Requirement 1 >>
Reproduce the Spin This article from "Spin This is" to "couple of songs.", renaming "album" to "record" throughout.

--- begin Document section ---

Studio album by Danny Wilde + The Rembrandts
- Released: 28 April 1998
- Genre: Pop rock, jangle pop, alternative rock
- Length: 38:58
- Label: Elektra
- Producer: Gavin MacKillop, Danny Wilde

Danny Wilde + The Rembrandts chronology
| LP (1995) | Spin This (1998) | Lost Together (2001) |

= Spin This =

Spin This is a solo album by The Rembrandts' Danny Wilde, released by Elektra Records in 1998. The album is credited to "Danny Wilde + The Rembrandts." As a result, the album is still technically a full Rembrandts album, despite being released during the band's first split.

Van Dyke Parks contributed arrangements to a couple of songs.

Professional ratings
Review scores
| Source | Rating |
| AllMusic |  |
| The Encyclopedia of Popular Music |  |

==Critical reception==
AllMusic called the album "another collection of finely crafted pop songs."

==Track listing==
All songs written by Danny Wilde except as indicated.
1. "Shakespeare's Tragedy" (Wilde, Graham Edwards)
2. "Long Walk Back" (Wilde, Jesse Valenzuela)
3. "Out of Time" (Wilde, Edwards, Nick Trevisick, Charlie Midnight)
4. "Wishin' Well" (Wilde, Edwards)
5. "Summertime"
6. "Tomorrow's Mine"
7. "Get it Right"
8. "Eloise" (Wilde, Edwards)
9. "This Close to Heaven"
10. "Beautiful Thing"

== Personnel ==
per liner notes

- Danny Wilde – lead vocals, guitar; Hammond B3 (track 2); production and piano (track 6)

--- end Document section ---

Requirement 2 >>
Report each line of the listing that contains the string "item", matching case exactly.

--- begin Records for the task ---

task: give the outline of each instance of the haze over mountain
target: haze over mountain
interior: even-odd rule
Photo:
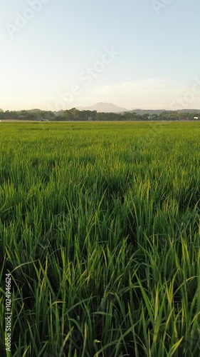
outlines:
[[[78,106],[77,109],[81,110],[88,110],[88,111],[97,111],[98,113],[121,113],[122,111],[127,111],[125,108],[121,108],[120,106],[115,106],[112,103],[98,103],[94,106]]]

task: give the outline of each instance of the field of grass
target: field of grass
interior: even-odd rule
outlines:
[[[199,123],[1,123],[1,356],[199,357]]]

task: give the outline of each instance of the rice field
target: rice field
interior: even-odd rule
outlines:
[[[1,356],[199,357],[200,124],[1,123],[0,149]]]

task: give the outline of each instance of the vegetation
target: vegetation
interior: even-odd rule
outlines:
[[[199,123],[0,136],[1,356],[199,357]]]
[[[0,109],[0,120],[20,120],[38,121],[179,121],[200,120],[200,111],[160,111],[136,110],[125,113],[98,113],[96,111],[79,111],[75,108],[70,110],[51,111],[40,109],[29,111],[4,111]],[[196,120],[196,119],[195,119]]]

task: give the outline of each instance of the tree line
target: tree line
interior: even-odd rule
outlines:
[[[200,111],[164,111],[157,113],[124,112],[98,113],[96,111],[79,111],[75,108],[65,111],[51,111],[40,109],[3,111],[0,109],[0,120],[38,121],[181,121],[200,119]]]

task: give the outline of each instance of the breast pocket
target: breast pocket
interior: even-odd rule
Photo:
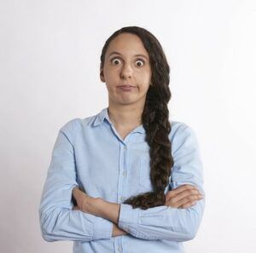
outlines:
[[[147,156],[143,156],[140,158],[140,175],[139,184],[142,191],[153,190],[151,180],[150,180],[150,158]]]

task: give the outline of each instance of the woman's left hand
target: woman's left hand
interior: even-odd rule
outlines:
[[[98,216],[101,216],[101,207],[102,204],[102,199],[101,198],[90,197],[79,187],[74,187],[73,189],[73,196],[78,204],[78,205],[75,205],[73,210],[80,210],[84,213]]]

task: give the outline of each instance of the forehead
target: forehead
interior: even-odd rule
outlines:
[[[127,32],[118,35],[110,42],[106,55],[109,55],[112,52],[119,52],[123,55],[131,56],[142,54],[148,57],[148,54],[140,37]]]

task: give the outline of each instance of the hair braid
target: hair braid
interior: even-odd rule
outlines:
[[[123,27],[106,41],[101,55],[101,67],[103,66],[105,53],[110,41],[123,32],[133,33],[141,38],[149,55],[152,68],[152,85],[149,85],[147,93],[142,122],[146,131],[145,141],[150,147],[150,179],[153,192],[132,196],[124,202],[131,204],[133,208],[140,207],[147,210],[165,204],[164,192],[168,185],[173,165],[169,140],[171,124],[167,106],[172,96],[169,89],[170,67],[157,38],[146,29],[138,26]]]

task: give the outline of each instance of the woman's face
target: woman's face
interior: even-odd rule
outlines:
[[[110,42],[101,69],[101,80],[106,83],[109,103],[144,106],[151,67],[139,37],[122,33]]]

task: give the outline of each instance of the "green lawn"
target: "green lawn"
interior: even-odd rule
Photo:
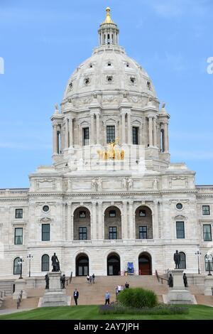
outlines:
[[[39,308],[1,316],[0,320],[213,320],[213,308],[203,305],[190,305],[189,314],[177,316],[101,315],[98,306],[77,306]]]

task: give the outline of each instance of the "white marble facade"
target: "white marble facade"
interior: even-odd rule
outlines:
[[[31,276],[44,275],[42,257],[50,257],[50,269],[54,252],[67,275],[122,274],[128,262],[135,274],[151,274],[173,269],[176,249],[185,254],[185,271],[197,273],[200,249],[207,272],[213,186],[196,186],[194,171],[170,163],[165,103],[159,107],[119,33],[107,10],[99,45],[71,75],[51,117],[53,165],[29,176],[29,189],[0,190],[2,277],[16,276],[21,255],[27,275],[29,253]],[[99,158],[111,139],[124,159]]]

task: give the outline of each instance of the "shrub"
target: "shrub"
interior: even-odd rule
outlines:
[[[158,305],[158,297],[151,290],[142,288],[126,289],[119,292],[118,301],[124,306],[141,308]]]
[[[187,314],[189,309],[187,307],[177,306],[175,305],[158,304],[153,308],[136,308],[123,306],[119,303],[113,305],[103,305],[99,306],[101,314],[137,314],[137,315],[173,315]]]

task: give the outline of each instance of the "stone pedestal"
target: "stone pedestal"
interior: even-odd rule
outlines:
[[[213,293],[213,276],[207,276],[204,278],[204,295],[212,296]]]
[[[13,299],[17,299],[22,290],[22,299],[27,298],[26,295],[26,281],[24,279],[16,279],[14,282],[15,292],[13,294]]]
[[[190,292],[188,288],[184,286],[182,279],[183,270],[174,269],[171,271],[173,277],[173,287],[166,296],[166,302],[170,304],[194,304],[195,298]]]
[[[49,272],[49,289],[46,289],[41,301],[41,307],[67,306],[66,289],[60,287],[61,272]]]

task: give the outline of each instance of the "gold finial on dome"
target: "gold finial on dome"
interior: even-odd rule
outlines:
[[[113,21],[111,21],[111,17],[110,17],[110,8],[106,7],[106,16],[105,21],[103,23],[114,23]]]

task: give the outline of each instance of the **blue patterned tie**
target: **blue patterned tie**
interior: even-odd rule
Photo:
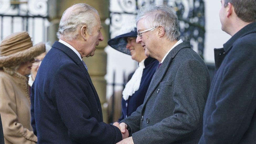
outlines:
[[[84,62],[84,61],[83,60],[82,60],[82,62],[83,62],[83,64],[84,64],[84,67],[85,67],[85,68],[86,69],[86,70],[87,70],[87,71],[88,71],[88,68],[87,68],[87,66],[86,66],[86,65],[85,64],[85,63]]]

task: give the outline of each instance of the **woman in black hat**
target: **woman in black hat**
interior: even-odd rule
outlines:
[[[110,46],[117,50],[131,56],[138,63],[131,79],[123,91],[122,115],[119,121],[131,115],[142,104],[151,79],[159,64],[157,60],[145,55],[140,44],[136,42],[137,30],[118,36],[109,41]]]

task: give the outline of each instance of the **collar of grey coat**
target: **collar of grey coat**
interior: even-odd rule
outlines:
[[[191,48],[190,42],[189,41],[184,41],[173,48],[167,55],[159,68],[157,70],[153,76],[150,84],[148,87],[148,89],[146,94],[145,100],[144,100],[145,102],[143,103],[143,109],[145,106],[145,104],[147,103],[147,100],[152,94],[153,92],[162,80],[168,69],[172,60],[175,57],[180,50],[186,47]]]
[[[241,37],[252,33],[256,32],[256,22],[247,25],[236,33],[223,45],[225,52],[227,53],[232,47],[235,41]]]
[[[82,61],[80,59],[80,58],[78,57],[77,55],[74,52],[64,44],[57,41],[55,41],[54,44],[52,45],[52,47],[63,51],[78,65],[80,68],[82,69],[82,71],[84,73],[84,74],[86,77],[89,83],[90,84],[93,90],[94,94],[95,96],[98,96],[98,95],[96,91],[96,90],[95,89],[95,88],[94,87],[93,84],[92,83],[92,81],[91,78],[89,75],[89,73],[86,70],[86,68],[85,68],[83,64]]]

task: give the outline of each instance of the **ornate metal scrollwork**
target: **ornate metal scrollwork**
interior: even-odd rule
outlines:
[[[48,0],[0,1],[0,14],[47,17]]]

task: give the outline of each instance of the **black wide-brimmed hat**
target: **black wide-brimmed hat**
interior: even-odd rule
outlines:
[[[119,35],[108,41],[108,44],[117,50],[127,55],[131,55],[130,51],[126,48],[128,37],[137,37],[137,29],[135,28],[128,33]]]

--- end Records for the task ---
--- begin Records for the task ---

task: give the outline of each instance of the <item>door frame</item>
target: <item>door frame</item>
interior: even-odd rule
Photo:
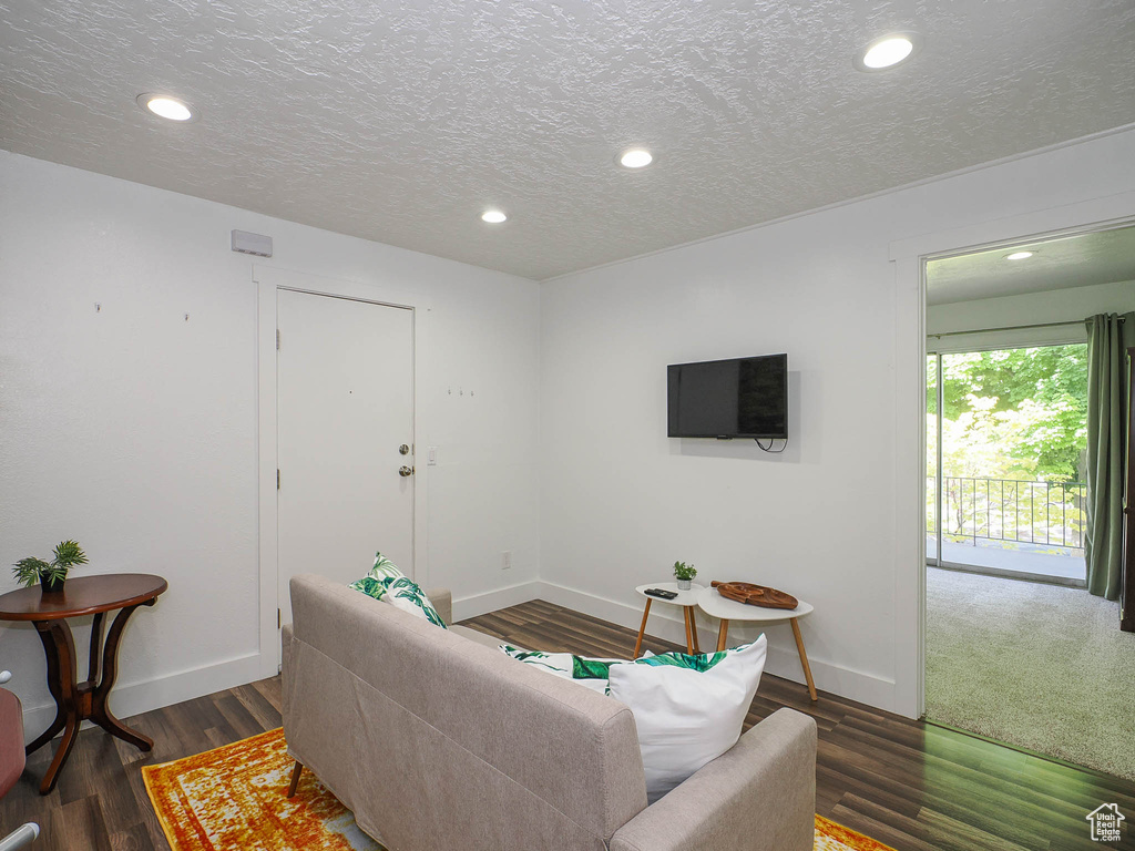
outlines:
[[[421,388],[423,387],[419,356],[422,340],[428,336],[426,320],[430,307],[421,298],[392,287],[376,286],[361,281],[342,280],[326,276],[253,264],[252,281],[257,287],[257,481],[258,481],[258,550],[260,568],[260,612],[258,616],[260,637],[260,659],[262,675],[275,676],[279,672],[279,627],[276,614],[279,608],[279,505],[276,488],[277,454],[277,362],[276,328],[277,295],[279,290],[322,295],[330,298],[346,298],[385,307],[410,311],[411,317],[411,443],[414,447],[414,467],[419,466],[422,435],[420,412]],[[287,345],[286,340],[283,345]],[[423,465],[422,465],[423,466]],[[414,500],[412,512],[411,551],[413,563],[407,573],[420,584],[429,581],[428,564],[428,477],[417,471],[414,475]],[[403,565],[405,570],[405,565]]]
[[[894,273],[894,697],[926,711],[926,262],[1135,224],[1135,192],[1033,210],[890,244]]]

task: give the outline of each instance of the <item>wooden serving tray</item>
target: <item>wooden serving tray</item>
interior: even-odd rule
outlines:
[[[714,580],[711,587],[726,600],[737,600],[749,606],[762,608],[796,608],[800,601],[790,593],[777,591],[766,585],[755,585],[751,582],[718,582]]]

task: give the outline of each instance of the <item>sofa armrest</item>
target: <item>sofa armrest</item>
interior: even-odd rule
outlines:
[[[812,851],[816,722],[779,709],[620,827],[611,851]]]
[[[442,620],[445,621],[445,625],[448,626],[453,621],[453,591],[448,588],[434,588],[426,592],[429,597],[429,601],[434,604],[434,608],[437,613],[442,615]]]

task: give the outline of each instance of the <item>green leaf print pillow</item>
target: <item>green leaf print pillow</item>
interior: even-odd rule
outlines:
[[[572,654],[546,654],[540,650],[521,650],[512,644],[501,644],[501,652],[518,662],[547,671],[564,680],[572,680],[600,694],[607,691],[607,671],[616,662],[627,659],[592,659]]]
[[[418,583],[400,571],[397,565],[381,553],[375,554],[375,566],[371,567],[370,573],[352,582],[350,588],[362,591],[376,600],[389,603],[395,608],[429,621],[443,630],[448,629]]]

--- end Records for the task ---

Final answer 1 >>
Spin This is a solo record by The Rembrandts' Danny Wilde, released by Elektra Records in 1998. The record is credited to "Danny Wilde + The Rembrandts." As a result, the record is still technically a full Rembrandts record, despite being released during the band's first split.

Van Dyke Parks contributed arrangements to a couple of songs.

Final answer 2 >>
task: give the outline of each instance of the <item>door frame</item>
target: <item>door frame</item>
task: give the outline of each instance of the <item>wooden serving tray</item>
target: <item>wooden serving tray</item>
task: give the outline of each instance of the <item>sofa armrest</item>
target: <item>sofa armrest</item>
task: give the outline of each instance of the <item>green leaf print pillow</item>
target: <item>green leaf print pillow</item>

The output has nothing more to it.